● Records for the exercise
** BEGIN **
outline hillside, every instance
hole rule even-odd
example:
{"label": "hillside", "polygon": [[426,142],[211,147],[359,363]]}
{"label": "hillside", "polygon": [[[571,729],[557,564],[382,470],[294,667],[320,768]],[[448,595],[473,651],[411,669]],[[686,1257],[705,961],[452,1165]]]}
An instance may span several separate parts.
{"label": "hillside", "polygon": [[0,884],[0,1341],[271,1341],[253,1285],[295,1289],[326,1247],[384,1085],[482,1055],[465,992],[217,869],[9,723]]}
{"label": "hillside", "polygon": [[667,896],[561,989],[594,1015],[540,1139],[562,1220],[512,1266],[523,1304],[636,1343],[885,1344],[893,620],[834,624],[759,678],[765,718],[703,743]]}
** END **
● Written instruction
Reproduce all of the records above with every occurrence of "instance" renamed to "object", leaving all other text unchanged.

● Result below
outline hillside, every object
hole rule even-odd
example:
{"label": "hillside", "polygon": [[426,142],[211,147],[359,363]]}
{"label": "hillside", "polygon": [[[571,729],[557,564],[382,470],[294,667],[320,768]],[[448,595],[473,651],[411,669]],[[686,1257],[705,961],[452,1165]]]}
An object may span several separate parts.
{"label": "hillside", "polygon": [[0,884],[0,1341],[271,1341],[253,1285],[295,1289],[326,1247],[384,1085],[482,1055],[465,992],[217,869],[9,723]]}
{"label": "hillside", "polygon": [[667,896],[561,989],[594,1015],[540,1139],[562,1220],[512,1266],[523,1304],[636,1343],[885,1344],[893,620],[834,624],[759,678],[765,718],[703,743]]}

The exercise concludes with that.